---------- Listed entries

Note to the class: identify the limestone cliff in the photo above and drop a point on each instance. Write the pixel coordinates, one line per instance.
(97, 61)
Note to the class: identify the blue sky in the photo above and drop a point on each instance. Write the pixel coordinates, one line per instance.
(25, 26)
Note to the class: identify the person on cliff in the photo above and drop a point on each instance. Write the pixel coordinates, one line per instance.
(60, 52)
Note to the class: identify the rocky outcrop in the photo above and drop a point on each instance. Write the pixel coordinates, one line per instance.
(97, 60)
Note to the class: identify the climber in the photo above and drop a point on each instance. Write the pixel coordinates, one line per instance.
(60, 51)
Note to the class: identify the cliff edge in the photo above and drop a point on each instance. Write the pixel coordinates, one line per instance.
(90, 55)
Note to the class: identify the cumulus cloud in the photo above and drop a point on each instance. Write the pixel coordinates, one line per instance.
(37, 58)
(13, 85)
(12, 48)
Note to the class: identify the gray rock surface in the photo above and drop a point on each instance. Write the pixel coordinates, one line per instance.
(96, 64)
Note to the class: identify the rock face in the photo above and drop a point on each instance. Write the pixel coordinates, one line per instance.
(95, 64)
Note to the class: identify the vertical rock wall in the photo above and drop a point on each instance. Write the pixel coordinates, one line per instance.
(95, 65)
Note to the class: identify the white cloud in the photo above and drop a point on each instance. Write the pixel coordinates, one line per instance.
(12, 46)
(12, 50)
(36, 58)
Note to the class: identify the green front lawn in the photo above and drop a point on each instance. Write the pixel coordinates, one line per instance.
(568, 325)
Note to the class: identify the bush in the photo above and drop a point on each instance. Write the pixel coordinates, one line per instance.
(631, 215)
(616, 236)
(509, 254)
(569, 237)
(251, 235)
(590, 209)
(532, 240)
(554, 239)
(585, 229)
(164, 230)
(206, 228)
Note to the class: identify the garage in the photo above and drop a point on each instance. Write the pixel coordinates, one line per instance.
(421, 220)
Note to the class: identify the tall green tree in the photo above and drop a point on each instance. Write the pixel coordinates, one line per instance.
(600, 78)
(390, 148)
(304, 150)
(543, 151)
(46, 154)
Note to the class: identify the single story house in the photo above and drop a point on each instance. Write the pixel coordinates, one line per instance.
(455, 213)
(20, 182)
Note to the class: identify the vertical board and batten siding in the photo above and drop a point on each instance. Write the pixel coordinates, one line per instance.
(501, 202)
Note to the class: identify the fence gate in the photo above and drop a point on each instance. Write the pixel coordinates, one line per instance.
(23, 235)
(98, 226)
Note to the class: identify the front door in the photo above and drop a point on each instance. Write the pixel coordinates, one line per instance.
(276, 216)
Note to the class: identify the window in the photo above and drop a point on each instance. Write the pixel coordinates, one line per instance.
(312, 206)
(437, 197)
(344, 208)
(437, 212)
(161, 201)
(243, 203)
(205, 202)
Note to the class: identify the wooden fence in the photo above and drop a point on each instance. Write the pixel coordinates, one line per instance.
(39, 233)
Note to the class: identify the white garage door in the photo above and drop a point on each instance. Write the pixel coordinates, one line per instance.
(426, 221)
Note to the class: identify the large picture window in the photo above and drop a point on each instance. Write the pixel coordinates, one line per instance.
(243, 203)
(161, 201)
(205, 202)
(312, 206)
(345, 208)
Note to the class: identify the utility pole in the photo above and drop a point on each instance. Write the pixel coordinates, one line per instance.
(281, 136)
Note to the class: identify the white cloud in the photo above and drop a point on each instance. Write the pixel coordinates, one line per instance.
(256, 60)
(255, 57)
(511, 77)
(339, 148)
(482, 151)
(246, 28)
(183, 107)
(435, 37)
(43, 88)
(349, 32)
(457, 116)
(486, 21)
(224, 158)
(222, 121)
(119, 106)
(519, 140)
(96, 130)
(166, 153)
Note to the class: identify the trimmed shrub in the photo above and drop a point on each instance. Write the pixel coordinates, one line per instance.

--------------------

What needs to be done:
Every record must be repeated precisely and in full.

Output for this task:
Note to the class: identify the limestone cliff in the photo above and drop a point on each instance. Write the pixel coordinates, one line per instance.
(97, 61)
Note to the class: identify the blue sky in the photo above and drop a point on each instance. Write the pixel coordinates, one line per instance.
(25, 26)
Note to the class: identify the person on cliff in the photo above and drop a point on each instance. Write the pixel coordinates, one line per instance.
(60, 52)
Note to the class: identify the rocky outcrop in the photo above and drop a point on each instance. Write the pixel coordinates, one line per instance.
(97, 60)
Note to the class: identify the climber in the photo above and drop a point on each instance. Write the pixel coordinates, one line per instance.
(60, 51)
Note to the class: identify the cliff edge in the photo above and drop a point on each instance. Write the pixel coordinates, one line per instance.
(90, 55)
Note to the class: identify the cumulus cloud in the photo above and drop a point on each instance. Write the pixel coordinates, one line per instance.
(37, 58)
(13, 85)
(12, 48)
Note to the class: identify the gray rock surface in the photo above and drop a point on each instance. Write the pixel coordinates, one line per instance.
(96, 64)
Note to the class: identify the rock face in the photo above and drop a point on each instance. Write the pixel coordinates, one line per instance.
(95, 64)
Note to the class: identify the vertical rock wall in the photo above and drop a point on each instance. Write the pixel coordinates, one line per instance.
(95, 65)
Note to the class: identify the white cloud in the photo above and drop a point on each instance. Write the pixel coordinates, one line per instance.
(12, 46)
(12, 50)
(36, 58)
Note to the class: identify the green front lawn in the photo above and drop a point on each instance. Write the pixel coordinates, one line per instance.
(568, 325)
Note to the class: identify the bush in the photo above and drop a point on each instance. Write the pixel coordinates, one line per instance.
(631, 215)
(616, 236)
(509, 254)
(569, 237)
(251, 235)
(590, 209)
(532, 240)
(554, 239)
(585, 229)
(164, 230)
(206, 228)
Note to the class: identify the garage in the photo above and drop a point on each instance. Write the pixel coordinates, one line per instance.
(421, 220)
Note to the class: identify the tall green tree in the photo above and drop a point on each instance. Write the pixel coordinates, one line per instance.
(600, 78)
(390, 148)
(304, 150)
(543, 151)
(46, 154)
Note to the class: identify the single story house in the photo above and drop a point on each instance. Write the pixel coordinates, one line per instance.
(455, 213)
(20, 182)
Note to the class: identify the vertical board and batten siding in the photo above and drop a point on each instance. Write the pixel coordinates, one line per instance.
(501, 202)
Note to the class: identify the fence gate in the photo above and drop a point on each instance. Write the pixel coordinates, one line per instance.
(23, 235)
(98, 226)
Note to the class: identify the front door in the photo above and drop a point on each instance. Write the pixel coordinates, one line per instance.
(276, 216)
Note to the class: identify the window in the photo above and drop a point on each instance. Write the pixel coordinates, one line per instance.
(312, 206)
(437, 197)
(344, 208)
(437, 212)
(161, 201)
(243, 203)
(205, 202)
Note to the class: identify the wooden fence in the photo above and drop a point on each instance. Write the pixel coordinates, one line per instance.
(39, 233)
Note to the class: identify the white garage door in the photo above and drop a point on each instance. Write the pixel coordinates, one line per instance.
(426, 221)
Note to the class: identify the large picture window in the photo above and drop a point on each instance. Write the pixel coordinates, one line per instance.
(243, 203)
(161, 201)
(205, 202)
(312, 206)
(345, 208)
Note to the class: identify the utility pole in the photo above and drop a point on each instance. Write the pixel coordinates, one line per instance.
(281, 136)
Note to the class: identify the white cloud in the photo above and drop a point on each instance. Write the pixel coordinates, one line per instance.
(256, 60)
(255, 57)
(511, 77)
(339, 148)
(482, 151)
(246, 28)
(183, 107)
(435, 37)
(43, 88)
(349, 32)
(457, 116)
(486, 21)
(224, 158)
(222, 121)
(119, 106)
(519, 140)
(96, 130)
(166, 153)
Note to the class: identify the trimmed shrub in the photo above and drop a point on each instance. Write the pixel coordinates, one line per instance.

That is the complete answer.